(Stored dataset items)

• • • •

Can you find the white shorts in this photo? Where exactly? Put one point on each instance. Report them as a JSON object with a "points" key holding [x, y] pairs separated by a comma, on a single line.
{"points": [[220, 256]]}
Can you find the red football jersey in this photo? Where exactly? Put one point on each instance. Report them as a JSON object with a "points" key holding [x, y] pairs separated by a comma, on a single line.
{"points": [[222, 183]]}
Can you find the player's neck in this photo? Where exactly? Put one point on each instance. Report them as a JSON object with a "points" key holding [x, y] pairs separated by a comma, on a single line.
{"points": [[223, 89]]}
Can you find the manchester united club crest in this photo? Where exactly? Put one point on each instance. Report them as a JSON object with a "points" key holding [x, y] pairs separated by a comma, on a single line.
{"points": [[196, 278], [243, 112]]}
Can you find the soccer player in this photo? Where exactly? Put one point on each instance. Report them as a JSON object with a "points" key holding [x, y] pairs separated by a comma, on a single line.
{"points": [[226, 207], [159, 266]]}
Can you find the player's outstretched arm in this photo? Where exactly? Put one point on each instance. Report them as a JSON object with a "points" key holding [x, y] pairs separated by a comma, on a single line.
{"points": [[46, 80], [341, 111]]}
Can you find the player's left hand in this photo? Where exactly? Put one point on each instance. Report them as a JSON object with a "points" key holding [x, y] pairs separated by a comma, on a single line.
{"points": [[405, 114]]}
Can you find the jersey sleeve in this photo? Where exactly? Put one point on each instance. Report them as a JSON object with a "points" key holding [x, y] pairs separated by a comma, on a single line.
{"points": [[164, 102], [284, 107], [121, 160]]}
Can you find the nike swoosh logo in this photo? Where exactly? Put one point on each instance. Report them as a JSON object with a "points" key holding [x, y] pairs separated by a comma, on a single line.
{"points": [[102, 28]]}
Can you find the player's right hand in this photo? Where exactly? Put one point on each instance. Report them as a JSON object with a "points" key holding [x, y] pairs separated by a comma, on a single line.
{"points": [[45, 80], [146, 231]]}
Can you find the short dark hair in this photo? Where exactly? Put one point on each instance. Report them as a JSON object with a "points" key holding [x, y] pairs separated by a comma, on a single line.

• • • •

■ **WORK INSTRUCTIONS**: Word for word, give back the data shown above.

■ **SOLVED EXERCISE**:
Can you find the white shorts in this photo? Where exactly? Put one point on each instance. Report them as a JSON object with a "points" key holding [x, y] pairs separated by a comma, on a single line.
{"points": [[220, 256]]}
Can you find the red football jersey in this photo? Where exactly? Put one point on each instance. Report them as a JSON object with a "points" key holding [x, y] pairs separated by a comma, on a single line.
{"points": [[222, 183]]}
Can you find the player's neck in this photo? Where exactly? Put one point on each instance. Report them as a JSON object with a "points" key holding [x, y] pairs separated by a comma, on a single line.
{"points": [[223, 89]]}
Can you find the manchester united club crest in this photo? Where exactly? Put one point on each instance. Report them as a JSON object with a "points" key holding [x, y] pairs separated by a comma, on a single line.
{"points": [[196, 278], [243, 112]]}
Can you find the soccer player in this photo? Where exactly? Put one point on each instance. Report them as a JSON object with a "points" key holding [x, y] pairs separated by a comma, on a single line.
{"points": [[226, 207], [159, 266]]}
Can you find the player's outstretched arm in this photo? Where exactly? Put one point on each instance. Report them as a JSON object with a "points" key holding [x, y] pairs separated by a comma, on a single line.
{"points": [[46, 80], [341, 111]]}
Can you find the player's left hand in this photo? Where exactly? Put one point on each instance. Report them as a JSON object with a "points" key holding [x, y] pairs separated by a comma, on a single line.
{"points": [[405, 114]]}
Can you find the jersey sleeve in this photo? Where exactly? Put one point on each instance. Report them as a JSON object with a "points" key holding [x, y] pairs separated by a comma, on a single line.
{"points": [[164, 102], [284, 107], [121, 160]]}
Can you find the nike swoosh logo in this photo? Where exactly? Put one point on each instance. Report them as a JSON object with a "points" key holding [x, y] pairs separated by a comma, on a single line.
{"points": [[102, 28]]}
Can you find the player's right hand in this photo? Where exactly? Put one point on each instance. Report them as a JSON object with a "points" key holding [x, y] pairs separated by a comma, on a single line.
{"points": [[45, 80], [146, 231]]}
Can you find the short dark hair in this photo? Where exactly? Put one point on each instance. Report them as a JSON object with a "points" key holding [x, y] pairs separated by a comma, on a single line.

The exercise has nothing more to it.